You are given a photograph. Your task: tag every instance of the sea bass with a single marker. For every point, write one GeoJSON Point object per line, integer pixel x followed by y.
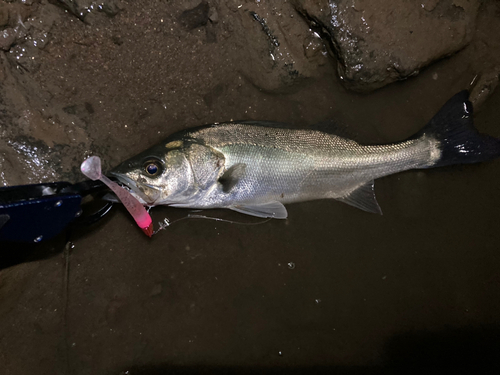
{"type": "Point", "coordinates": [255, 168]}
--
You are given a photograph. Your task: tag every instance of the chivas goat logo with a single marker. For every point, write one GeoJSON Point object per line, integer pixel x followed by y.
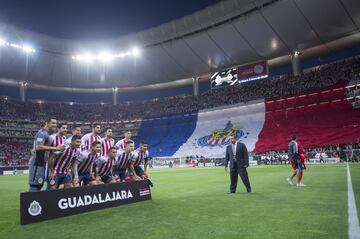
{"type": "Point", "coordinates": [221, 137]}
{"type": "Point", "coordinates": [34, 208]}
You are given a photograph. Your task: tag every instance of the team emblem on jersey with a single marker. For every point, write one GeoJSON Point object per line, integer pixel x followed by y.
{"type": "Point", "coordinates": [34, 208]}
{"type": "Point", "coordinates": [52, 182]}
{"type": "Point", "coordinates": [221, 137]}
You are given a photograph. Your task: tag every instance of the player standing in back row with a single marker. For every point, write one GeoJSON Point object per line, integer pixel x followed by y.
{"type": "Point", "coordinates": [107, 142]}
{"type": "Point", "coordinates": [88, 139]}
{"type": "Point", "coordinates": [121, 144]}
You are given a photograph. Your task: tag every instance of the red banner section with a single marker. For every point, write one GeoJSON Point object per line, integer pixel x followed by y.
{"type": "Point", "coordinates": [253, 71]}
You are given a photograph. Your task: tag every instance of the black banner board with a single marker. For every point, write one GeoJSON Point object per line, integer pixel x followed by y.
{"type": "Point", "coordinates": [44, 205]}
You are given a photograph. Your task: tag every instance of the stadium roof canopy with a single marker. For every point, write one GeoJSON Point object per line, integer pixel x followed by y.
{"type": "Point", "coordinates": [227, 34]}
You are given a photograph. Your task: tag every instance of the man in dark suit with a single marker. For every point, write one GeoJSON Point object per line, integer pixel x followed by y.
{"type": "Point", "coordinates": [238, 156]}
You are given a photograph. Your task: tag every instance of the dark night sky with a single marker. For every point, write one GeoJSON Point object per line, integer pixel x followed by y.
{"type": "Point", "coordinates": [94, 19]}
---
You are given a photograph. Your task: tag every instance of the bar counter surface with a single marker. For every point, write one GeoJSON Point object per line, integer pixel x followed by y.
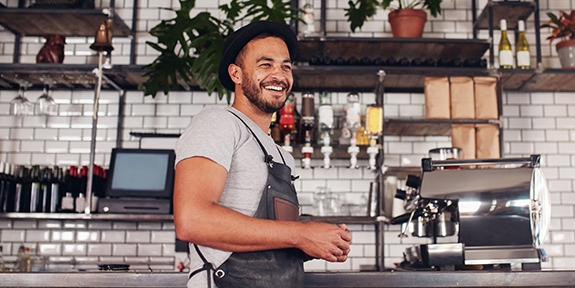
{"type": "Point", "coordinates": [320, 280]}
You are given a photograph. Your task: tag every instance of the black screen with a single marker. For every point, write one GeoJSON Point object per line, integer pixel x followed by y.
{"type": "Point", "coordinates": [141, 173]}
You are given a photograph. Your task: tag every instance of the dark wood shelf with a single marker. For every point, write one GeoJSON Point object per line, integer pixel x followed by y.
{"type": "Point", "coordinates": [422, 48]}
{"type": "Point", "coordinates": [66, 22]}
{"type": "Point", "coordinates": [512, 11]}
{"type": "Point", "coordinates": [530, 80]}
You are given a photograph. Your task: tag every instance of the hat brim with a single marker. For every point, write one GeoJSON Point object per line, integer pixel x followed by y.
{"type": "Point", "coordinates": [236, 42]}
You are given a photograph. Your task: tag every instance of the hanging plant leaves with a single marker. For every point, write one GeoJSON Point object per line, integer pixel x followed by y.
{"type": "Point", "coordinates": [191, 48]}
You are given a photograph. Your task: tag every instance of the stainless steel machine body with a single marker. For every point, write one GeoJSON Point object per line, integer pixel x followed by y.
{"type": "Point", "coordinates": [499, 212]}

**GOAL OF THE EXERCISE**
Which lines above contain the word "black"? Find each one and copy it in full, treating uppercase and lowercase as different.

**COMPLETED TASK**
You are given a photograph. Your task: tag every instance of the black banner board with a single marker. For every point, write one GeoJSON Point object per line, integer pixel x followed by y.
You are given a photograph. Your task: tag every instance of the black screen with a single marker. For every point, write one GeoJSON Point object per line, integer pixel x followed by y.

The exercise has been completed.